**ЗАДАНИЕ 1:** Перепишите фрагмент текста о Пирогове, начиная со слов «Пирогов знал о» и заканчивая словами «ошибки и промахи.», заменив в нем «мертвецкой» на «прозекторской».
**ЗАДАНИЕ 2:**
Определите, соответствуют ли тексту о Пирогове утверждения (a), (b) и (c). Для каждого ответьте «да» или «нет» и приведите точную цитату из текста, на которой основан ответ.
(a) Мадам Фогельзанг распоряжалась мертвецкой берлинской больницы.
(b) Профессор Лангенбек, у которого учился Пирогов, работал в Берлине.
(c) Лангенбек вылущивал плечо из сустава за пять минут.

**ТЕКСТ СТРАНИЦЫ:**
= = = = =

Пирогов знал о прославленных немецких хирургах больше, чем они сами о себе знали. Они владычествовали в палатах и операционных комнатах, а он потом часами работал в мертвецкой — они туда ни ногой! — вникал в их ошибки и промахи.
Мертвецкая берлинской больницы была царством мадам Фогельзанг. Фамилия переводится: птичье пение; нечего сказать, подходящее название для низкого, хриплого голоса пожилой подвижной дамы с изрытым морщинами лицом, с волосами, похожими на паклю. Пирогов замер от удивления, когда увидел впервые, как она, стоя в клеенчатом фартуке и нарукавниках у обитого цинковым листом стола, с непринужденной ловкостью вскрывает один труп за другим, без умолку рассказывая при этом то ли окружающим, то ли самой себе обо всем, что видит, да с таким увлечением, будто видит впервые. Вскоре он убедился, что мадам Фогельзанг достигла совершенства в определении и разъяснении положения внутренних органов, главное же, в ней, в этой умелой старухе, пылала та же, что и в нем, неукротимая жажда познания. Она торжествовала, обнаружив истинную причину гибели больного, не замеченную оперировавшими его хирургами, она приглашала Пирогова посмотреть новый препарат, точно это был какой-нибудь необыкновенный бриллиант голубой или розовой воды, она являлась к нему за полночь пли на рассвете, чтобы предупредить о вскрытии, которое обещало оказаться увлекательнейшим. Ах мадам Фогельзанг! Ее голос и в самом деле звучал для Пирогова пленительным птичьим пением. На старости лет, оглядываясь назад, Пирогов строго судил спутников своей жизни и хвалил немногих: мадам Фогельзанг он назвал дорогим для себя человеком.
Учителя, более других сочетавшего в себе все то, что искал в хирурге Пирогов, он нашел не в Берлине, а в Геттингене, в лице профессора Лангенбека. Геттингенский профессор учил его чистоте хирургических приемов. "Не жать, а тянуть, — приговаривал он. — Нож — это смычок в руке хирурга". Он учил его слышать цельную и завершенную мелодию операции. Он показывал Пирогову, как приспосабливать движения ног и всего тела к действиям оперирующей руки. Он ненавидел медлительность и требовал быстрой и четкой — ритмической — работы. Сам он вылущивал плечо из сустава за три минуты. Рассказывали, что заезжий английский хирург не поверил этому и явился на операцию с часами, — пока он устраивался, чтобы лучше видеть, и надевал очки, операция была закончена.

= = = = =

**ИСХОДНЫЕ ДАННЫЕ:**
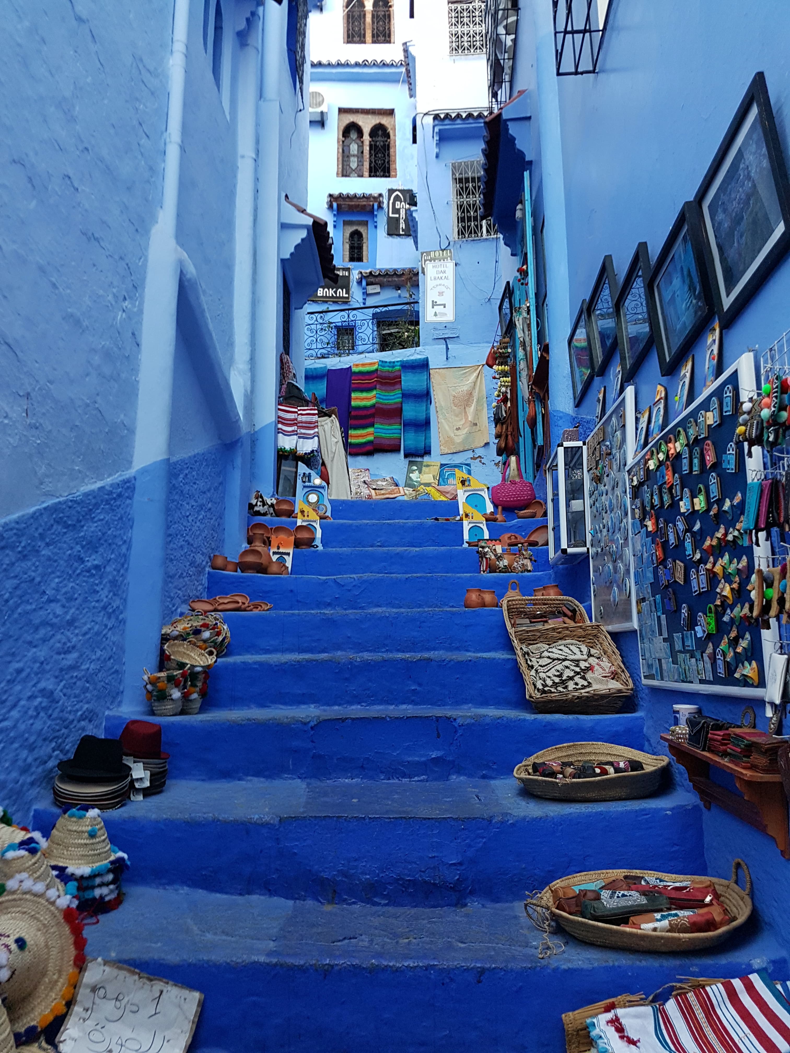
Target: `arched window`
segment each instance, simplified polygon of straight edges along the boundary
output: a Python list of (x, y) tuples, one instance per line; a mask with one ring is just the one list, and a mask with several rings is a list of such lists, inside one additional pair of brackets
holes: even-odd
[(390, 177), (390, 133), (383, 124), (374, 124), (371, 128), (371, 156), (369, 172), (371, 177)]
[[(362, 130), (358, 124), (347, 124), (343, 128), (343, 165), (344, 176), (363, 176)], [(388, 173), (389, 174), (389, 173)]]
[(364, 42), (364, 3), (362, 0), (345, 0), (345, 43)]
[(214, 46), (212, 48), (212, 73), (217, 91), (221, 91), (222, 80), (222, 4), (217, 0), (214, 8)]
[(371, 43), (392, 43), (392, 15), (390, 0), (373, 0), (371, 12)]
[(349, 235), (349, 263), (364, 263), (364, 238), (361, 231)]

= = = = =

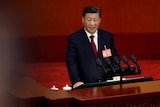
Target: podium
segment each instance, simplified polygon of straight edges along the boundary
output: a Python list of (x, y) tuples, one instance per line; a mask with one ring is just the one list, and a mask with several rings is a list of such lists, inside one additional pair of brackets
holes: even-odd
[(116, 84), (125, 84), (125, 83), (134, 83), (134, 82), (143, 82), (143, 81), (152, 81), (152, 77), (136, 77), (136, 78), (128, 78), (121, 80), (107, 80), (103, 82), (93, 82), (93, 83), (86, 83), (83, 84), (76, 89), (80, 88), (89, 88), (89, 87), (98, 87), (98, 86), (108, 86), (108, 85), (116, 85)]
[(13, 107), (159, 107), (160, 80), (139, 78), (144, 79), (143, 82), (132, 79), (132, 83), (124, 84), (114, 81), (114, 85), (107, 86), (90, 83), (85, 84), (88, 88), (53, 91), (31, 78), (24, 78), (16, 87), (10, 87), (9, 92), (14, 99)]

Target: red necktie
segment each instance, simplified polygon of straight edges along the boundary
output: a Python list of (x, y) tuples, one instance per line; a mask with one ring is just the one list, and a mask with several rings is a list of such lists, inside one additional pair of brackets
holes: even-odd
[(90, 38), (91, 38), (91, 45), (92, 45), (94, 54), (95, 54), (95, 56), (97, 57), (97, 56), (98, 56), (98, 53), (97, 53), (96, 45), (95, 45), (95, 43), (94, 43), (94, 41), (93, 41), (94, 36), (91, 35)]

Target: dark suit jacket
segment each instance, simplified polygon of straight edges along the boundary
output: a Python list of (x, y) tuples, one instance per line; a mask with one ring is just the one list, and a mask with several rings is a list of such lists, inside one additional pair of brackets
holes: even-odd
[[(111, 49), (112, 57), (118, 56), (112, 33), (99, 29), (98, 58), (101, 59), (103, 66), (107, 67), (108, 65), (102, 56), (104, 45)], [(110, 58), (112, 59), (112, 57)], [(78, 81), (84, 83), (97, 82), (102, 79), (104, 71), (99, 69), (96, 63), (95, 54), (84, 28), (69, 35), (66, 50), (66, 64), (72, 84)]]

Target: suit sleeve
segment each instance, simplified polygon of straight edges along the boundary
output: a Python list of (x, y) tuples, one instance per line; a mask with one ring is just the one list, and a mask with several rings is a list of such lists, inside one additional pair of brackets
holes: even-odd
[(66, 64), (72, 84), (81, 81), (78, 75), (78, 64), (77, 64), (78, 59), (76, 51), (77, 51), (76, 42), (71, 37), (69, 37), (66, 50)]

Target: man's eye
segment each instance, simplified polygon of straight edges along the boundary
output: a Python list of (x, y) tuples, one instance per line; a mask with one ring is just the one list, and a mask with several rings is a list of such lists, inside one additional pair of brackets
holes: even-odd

= = = = =

**ОТВЕТ К ЗАДАНИЮ 1:**
Пирогов знал о прославленных немецких хирургах больше, чем они сами о себе знали. Они владычествовали в палатах и операционных комнатах, а он потом часами работал в прозекторской — они туда ни ногой! — вникал в их ошибки и промахи.

**ОТВЕТ К ЗАДАНИЮ 2:**
(a) Да: «Мертвецкая берлинской больницы была царством мадам Фогельзанг».
(b) Нет: «он нашел не в Берлине, а в Геттингене, в лице профессора Лангенбека».
(c) Нет: «Сам он вылущивал плечо из сустава за три минуты».